Dar anlamıyla enerji merkezi veya enerji ticaret(i) merkezi (energy hub), sınırları içinde enerji satın alan ve ardından bunu diğer ülkelere ihraç eden aktör anlamına gelmektedir. Bir enerji (ticaret) merkezinin uluslararası politikadaki konum ve etkisini kapsamayan bu dar tanımlamanın küresel düzlemdeki önemini anlamak ve açıklamak için öncelikle enerjinin ve buna bağlı olarak enerji güvenliğinin uluslararası politikadaki yerinin anlaşılması gerekir.

* * *

## Yönerge A
Enerji merkezi tanımına dair metinde "Dar anlamıyla enerji" sözcüklerinin geçtiği yerden başlayın, "yerinin anlaşılması gerekir." sözcüklerinden sonra bırakın. Bu bölümü hiçbir değişiklik yapmadan yeniden yazın.
## Yönerge B
Enerji merkezi üzerine olan metni son cümlesinden sonrasıyla sürdürün.
Listenin bu işle hiçbir ilgisi yoktur.

Kontur işaretleme kayıtları:
* * *

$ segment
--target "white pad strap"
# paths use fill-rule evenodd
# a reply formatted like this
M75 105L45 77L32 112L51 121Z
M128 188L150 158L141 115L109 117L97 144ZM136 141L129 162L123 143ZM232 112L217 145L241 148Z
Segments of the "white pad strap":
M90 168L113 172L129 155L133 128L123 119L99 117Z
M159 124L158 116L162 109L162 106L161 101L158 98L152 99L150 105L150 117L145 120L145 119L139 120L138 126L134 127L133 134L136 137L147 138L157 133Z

* * *

## Yanıt A
Dar anlamıyla enerji merkezi veya enerji ticaret(i) merkezi (energy hub), sınırları içinde enerji satın alan ve ardından bunu diğer ülkelere ihraç eden aktör anlamına gelmektedir. Bir enerji (ticaret) merkezinin uluslararası politikadaki konum ve etkisini kapsamayan bu dar tanımlamanın küresel düzlemdeki önemini anlamak ve açıklamak için öncelikle enerjinin ve buna bağlı olarak enerji güvenliğinin uluslararası politikadaki yerinin anlaşılması gerekir.

## Yanıt B
Enerji, uluslararası politikada her zaman önemli bir rol oynamıştır. 19. yüzyıldan itibaren üretim süreçlerinde kömürün kullanılmaya başlanması ve ardından kömürün yerini petrolün alması ile özellikle 20. yüzyıldan itibaren uluslararası politikayı belirleyen bir unsur haline gelmiştir. Günümüzde, arz ve talepteki dengesizlikler nedeniyle enerji, devletler arasındaki güç mücadelesinde de merkezi kavramlardan biri ve hem ulusal hem de uluslararası politikanın önemli bir bileşenidir.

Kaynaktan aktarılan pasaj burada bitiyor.